**WHAT IS NEEDED**: Transcribe the entries below word for word, from the line containing "of the utility" up to and including the last line of the entries.

** begin RECORD LIST **

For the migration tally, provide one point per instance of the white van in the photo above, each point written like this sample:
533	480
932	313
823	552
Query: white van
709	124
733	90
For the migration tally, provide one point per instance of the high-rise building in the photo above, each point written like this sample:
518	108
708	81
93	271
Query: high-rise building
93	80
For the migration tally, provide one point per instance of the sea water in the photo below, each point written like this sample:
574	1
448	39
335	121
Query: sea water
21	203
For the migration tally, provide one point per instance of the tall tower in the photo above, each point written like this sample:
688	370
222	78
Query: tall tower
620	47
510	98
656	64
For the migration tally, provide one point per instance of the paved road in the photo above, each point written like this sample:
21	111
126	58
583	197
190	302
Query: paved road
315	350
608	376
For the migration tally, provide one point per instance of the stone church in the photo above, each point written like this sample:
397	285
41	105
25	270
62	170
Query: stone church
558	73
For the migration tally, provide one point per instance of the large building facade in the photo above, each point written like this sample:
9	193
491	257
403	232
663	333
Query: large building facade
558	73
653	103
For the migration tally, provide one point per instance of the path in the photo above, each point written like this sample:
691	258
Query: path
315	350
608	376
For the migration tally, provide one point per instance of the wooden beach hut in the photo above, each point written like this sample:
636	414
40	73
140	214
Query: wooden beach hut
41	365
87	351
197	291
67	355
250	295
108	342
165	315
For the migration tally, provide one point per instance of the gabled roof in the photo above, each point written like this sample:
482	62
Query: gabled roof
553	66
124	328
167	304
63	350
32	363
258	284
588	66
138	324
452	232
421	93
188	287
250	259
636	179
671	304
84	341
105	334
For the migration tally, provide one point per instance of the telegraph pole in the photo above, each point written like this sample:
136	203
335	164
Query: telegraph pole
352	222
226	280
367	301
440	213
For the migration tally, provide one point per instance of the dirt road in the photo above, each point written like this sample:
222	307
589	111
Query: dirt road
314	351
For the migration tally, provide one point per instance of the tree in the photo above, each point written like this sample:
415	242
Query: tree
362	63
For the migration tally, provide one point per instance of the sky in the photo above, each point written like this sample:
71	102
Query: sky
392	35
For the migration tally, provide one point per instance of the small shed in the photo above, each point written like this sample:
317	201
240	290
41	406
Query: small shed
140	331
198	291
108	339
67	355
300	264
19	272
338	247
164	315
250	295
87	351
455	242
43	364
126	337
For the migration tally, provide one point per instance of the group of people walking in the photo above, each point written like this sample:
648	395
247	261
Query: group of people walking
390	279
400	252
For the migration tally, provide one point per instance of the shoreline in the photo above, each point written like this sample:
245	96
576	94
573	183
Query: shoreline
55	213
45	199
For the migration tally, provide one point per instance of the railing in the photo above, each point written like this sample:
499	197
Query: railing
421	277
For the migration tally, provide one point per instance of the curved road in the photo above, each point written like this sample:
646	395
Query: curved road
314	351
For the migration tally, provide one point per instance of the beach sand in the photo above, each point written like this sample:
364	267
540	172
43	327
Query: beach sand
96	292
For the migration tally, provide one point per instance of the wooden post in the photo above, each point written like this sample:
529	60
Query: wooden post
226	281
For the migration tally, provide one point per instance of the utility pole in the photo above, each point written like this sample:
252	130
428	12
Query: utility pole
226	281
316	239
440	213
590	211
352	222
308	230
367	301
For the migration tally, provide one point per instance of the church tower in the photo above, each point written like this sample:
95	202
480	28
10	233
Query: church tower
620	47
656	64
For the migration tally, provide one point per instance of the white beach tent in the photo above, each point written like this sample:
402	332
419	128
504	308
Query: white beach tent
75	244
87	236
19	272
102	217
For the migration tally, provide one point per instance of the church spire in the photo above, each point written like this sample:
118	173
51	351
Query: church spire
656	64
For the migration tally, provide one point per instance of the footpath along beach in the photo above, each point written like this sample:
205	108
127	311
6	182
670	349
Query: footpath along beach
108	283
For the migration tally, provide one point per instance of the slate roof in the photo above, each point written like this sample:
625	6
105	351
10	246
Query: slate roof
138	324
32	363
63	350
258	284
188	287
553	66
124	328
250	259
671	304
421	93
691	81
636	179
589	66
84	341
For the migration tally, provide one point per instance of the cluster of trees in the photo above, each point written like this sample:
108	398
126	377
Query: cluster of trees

** end RECORD LIST **

**SOLUTION**:
For the migration tally, provide one point per instance of the utility pole in the photo above, each point written like this sample:
252	130
428	12
Query: utility pole
226	281
316	239
440	213
590	211
352	222
308	230
367	301
For the migration tally, provide one point per instance of the church tower in the photo above, each point written like this sample:
95	202
480	28
10	233
Query: church tower
620	47
656	64
For the migration tally, provide one point per instance of the white beach tent in the photo above, each point written like this sample:
402	332
419	128
504	308
Query: white beach tent
75	244
87	236
19	272
102	217
For the migration tally, provide one point per instance of the church spire in the photo above, each point written like this sample:
118	173
51	351
Query: church spire
656	64
For the migration tally, provide one point per instance of the footpath along beach in the photo above, each point written like this sample:
205	108
127	311
6	182
670	349
Query: footpath along beach
108	283
For the migration tally, provide one point per instance of the slate roof in the photo above, each point written like this sample:
625	6
105	351
10	246
Query: slate roof
138	324
32	363
63	350
258	284
188	287
553	66
124	328
250	259
671	304
421	93
691	81
636	179
589	66
84	341
For the migration tally, provide one point per instance of the cluster of trees in the photo above, each point written like this sample:
108	398
126	377
Query: cluster of trees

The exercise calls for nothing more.